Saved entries
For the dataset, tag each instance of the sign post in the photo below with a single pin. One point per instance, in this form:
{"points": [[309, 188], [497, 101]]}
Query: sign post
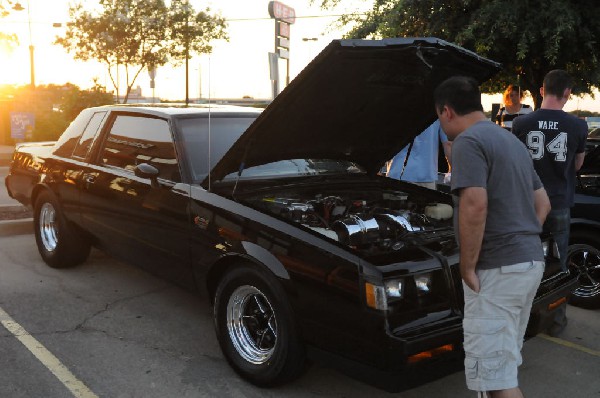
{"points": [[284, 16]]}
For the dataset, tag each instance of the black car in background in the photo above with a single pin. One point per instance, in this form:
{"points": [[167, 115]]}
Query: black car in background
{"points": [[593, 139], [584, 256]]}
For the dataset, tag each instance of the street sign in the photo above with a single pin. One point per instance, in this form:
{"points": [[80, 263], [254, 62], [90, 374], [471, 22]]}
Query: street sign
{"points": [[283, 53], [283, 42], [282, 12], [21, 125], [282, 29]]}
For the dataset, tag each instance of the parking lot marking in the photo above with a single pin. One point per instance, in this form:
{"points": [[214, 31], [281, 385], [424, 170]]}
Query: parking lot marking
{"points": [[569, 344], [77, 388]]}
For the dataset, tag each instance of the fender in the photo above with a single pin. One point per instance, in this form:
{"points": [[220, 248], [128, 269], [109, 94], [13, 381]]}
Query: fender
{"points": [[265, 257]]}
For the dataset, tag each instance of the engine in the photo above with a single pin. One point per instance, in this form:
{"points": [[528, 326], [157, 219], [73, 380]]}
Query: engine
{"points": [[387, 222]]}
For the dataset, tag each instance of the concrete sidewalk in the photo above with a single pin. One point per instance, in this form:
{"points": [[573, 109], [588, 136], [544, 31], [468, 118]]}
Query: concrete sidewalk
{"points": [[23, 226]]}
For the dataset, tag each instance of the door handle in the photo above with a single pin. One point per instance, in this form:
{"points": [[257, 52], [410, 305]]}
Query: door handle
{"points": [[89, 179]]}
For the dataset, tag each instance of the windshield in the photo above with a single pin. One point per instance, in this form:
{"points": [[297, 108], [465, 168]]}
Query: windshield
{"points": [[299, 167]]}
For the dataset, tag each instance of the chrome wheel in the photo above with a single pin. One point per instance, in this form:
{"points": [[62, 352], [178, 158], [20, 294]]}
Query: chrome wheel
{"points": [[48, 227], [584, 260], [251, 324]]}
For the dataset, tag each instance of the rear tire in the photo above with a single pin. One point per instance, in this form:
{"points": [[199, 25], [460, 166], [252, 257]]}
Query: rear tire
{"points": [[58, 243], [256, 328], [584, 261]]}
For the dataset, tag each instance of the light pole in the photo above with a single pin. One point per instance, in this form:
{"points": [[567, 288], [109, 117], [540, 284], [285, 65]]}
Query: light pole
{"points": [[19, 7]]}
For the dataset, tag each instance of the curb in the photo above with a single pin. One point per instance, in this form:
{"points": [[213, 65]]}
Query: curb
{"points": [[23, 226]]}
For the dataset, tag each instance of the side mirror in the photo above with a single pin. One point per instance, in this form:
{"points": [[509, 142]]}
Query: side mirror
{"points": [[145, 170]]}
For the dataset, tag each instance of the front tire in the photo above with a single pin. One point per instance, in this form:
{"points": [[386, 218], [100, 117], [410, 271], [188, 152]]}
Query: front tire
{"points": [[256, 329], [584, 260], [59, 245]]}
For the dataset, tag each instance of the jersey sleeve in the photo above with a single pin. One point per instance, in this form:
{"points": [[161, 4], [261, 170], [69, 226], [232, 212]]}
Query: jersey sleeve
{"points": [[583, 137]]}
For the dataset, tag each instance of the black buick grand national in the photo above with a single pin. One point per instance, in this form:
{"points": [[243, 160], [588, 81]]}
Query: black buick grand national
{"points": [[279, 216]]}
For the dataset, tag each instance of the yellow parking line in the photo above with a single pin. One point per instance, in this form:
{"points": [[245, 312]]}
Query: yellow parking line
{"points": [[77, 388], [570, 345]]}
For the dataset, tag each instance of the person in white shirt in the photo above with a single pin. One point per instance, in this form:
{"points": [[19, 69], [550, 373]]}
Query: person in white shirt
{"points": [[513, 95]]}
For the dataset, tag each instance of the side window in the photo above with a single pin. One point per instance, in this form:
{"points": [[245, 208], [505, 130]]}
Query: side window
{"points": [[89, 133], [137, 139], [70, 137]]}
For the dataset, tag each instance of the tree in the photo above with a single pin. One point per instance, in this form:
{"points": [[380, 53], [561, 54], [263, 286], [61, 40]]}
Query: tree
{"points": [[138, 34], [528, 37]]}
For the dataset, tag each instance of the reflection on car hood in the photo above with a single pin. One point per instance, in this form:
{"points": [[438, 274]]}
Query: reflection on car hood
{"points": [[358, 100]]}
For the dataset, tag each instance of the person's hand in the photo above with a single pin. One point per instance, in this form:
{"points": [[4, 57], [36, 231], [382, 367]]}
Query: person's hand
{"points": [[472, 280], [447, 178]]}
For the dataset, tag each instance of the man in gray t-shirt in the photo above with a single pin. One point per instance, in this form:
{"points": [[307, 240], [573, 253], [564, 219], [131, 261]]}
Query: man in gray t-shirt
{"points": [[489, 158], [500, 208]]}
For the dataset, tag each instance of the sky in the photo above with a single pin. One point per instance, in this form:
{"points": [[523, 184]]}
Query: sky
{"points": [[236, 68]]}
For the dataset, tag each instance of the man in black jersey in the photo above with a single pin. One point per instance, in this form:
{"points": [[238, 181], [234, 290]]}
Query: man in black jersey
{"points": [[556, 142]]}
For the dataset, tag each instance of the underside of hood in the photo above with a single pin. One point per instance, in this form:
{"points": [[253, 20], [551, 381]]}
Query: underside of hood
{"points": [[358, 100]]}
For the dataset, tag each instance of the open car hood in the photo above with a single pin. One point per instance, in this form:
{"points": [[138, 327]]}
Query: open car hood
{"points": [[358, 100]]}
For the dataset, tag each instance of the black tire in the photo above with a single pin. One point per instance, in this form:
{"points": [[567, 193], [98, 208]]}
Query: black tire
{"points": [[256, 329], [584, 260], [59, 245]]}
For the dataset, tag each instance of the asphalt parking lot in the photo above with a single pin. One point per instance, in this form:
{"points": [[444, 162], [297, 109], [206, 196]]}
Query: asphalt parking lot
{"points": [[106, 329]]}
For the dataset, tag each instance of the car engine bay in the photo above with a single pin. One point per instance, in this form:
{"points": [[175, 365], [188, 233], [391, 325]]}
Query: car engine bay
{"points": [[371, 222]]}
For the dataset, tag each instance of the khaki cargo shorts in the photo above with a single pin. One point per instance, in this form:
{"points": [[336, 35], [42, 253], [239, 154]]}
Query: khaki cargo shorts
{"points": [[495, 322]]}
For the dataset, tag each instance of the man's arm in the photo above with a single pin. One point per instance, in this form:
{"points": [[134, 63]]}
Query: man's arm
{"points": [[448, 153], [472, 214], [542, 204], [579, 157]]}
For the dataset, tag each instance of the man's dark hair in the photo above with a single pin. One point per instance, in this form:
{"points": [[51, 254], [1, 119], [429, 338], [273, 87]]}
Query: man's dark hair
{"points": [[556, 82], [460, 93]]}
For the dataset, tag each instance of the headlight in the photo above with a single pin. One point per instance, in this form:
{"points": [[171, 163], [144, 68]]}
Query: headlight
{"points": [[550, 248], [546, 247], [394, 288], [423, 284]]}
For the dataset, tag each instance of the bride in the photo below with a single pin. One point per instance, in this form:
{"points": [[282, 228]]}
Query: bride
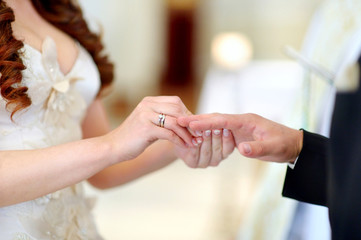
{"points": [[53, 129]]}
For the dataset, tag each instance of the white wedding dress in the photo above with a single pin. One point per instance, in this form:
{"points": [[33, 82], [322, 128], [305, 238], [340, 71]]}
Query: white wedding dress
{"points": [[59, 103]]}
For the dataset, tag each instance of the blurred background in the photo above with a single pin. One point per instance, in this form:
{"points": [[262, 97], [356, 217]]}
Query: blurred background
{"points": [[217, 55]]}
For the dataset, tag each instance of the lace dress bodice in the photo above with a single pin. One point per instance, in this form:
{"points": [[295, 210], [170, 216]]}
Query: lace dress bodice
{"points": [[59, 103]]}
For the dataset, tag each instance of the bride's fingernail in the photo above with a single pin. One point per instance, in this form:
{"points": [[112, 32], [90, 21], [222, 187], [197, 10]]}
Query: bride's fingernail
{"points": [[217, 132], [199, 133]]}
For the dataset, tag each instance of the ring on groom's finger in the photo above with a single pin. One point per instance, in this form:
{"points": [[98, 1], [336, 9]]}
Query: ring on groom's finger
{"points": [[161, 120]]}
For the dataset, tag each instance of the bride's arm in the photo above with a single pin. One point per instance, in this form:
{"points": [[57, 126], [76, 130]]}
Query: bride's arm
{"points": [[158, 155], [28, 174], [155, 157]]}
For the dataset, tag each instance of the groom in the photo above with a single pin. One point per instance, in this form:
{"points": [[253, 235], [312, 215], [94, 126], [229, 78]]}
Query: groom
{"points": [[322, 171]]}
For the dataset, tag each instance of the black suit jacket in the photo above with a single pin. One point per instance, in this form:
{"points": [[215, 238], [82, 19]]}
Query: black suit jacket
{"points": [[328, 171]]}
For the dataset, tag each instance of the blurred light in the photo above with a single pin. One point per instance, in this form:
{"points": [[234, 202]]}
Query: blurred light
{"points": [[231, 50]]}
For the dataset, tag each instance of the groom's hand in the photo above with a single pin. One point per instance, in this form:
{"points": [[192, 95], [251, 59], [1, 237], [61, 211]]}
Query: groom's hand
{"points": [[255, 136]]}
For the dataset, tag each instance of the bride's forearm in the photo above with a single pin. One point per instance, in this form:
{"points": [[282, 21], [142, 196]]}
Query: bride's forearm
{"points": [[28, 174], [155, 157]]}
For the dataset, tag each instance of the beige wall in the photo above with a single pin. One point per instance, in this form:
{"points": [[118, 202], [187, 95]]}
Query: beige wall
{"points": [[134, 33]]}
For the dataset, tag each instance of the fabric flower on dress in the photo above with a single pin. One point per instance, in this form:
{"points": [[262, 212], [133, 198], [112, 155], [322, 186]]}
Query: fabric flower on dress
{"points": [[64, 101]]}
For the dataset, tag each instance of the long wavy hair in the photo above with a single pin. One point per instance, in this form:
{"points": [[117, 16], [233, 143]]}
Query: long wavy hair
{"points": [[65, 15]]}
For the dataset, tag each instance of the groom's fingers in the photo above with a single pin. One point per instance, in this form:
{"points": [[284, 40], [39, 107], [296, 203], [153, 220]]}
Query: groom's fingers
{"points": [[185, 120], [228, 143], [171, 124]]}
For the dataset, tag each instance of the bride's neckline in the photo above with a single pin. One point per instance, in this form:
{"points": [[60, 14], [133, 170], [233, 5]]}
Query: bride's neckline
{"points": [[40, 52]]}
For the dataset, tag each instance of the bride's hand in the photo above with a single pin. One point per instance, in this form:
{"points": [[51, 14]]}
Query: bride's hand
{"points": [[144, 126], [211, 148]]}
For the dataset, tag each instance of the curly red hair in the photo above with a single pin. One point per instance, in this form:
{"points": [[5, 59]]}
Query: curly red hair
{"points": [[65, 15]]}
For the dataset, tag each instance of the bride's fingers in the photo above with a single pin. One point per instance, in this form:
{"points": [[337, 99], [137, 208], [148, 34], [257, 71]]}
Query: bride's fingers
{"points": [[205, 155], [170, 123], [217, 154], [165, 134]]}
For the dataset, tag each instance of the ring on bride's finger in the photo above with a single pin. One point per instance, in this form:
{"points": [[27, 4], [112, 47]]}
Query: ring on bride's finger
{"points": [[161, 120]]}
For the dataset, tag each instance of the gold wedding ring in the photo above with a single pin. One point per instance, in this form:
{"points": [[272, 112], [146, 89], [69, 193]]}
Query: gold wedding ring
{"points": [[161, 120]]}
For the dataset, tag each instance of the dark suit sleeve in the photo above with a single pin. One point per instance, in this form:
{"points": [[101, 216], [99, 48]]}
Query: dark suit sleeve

### Problem
Take the lines from the one containing "For the dataset, tag each instance of the ring on bride's" to the last line of the material above and write them out exactly.

### The solution
For the dataset, tag each instance of the ring on bride's finger in the photo above with a single pin. One point per instance, in this form:
{"points": [[27, 4], [112, 47]]}
Query: ring on bride's finger
{"points": [[161, 120]]}
For the dataset, tag each instance of the gold wedding ring in the photo above with a single pin. One point per instance, in this form:
{"points": [[272, 112], [146, 89], [69, 193]]}
Query: gold wedding ring
{"points": [[161, 120]]}
For the dataset, tag each instance of the dark suit sleeve in the photo above with a single pin. One point per instance, in this form:
{"points": [[101, 216], [99, 48]]}
Query: dark suit sleeve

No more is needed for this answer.